#### Exercise task:
Copy the items from the line with "For this exercise we mark the sediment" to the line with "[(408, 221)]", both included, in full, shifting every coordinate in the answer lists up by 35. All other numbers stay unchanged.

#### Records shown:

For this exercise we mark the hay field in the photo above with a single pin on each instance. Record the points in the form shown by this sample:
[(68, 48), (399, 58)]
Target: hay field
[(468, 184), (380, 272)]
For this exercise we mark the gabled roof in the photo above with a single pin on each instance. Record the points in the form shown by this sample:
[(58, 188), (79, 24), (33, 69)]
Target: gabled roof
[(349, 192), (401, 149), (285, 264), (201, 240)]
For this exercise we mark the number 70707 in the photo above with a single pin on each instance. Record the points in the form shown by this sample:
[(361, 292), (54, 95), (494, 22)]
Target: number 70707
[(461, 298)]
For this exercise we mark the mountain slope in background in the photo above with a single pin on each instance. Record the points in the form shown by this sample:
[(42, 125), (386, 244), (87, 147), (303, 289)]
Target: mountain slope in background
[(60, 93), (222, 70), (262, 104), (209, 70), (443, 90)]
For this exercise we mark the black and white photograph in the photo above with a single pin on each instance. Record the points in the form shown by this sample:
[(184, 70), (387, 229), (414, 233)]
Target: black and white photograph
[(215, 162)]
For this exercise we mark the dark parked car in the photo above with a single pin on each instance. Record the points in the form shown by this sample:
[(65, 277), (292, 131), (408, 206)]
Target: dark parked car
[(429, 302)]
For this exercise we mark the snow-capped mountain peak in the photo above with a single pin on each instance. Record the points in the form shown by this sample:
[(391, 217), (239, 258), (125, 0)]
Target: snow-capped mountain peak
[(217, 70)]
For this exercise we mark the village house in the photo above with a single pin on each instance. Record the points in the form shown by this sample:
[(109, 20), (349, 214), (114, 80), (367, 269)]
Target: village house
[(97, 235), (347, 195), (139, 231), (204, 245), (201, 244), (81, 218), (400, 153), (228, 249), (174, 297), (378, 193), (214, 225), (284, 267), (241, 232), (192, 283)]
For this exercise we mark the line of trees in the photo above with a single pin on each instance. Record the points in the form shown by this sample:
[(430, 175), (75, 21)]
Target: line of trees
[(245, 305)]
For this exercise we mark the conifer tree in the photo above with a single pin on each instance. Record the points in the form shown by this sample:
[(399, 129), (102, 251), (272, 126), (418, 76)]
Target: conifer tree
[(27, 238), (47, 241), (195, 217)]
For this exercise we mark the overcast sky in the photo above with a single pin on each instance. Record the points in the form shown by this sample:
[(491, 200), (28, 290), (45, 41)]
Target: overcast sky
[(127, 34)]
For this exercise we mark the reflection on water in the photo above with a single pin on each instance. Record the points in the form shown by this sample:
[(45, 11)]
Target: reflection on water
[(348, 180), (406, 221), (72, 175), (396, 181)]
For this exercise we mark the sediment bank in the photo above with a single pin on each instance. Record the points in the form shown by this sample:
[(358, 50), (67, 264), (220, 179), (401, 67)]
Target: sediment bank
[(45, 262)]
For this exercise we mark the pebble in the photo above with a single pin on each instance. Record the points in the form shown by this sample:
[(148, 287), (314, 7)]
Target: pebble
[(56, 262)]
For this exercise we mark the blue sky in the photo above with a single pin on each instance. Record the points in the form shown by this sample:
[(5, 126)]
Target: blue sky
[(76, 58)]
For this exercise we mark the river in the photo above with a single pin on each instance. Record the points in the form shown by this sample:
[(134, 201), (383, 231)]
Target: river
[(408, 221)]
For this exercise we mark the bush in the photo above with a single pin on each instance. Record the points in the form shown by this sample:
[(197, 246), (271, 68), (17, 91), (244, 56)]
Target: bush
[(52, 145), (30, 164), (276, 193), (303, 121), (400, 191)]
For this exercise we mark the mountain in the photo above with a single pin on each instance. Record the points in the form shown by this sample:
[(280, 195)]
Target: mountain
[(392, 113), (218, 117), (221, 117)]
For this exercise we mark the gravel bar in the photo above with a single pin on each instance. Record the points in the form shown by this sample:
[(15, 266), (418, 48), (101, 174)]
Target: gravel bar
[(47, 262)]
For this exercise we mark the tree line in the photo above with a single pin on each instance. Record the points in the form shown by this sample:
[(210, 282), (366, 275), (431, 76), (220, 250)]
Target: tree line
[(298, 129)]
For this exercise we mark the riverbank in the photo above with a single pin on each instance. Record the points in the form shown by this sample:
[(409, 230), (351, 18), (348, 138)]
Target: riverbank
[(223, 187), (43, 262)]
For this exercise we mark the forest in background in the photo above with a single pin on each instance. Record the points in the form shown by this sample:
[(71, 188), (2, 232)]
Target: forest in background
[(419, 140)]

#### Answer for the task:
For this exercise we mark the sediment bank in the photo above with a single pin on each instance. Record the points in the form shown by this sample:
[(358, 50), (67, 264), (220, 179), (401, 67)]
Target: sediment bank
[(80, 297)]
For this exercise we mark the pebble in the photo above with a single pin on each instance. Record the points in the form shown by this sample:
[(148, 287), (314, 7)]
Target: pebble
[(91, 297)]
For this exercise we mark the blue sky in the photo above with a single pin on each instance. Record the points in the form shown by this sample:
[(5, 126)]
Target: blue sky
[(111, 93)]
For this exercise we mark the river in the photo above with a single pin on each instance. Record the points in the form shown by this sample:
[(134, 201), (383, 231)]
Target: river
[(443, 256)]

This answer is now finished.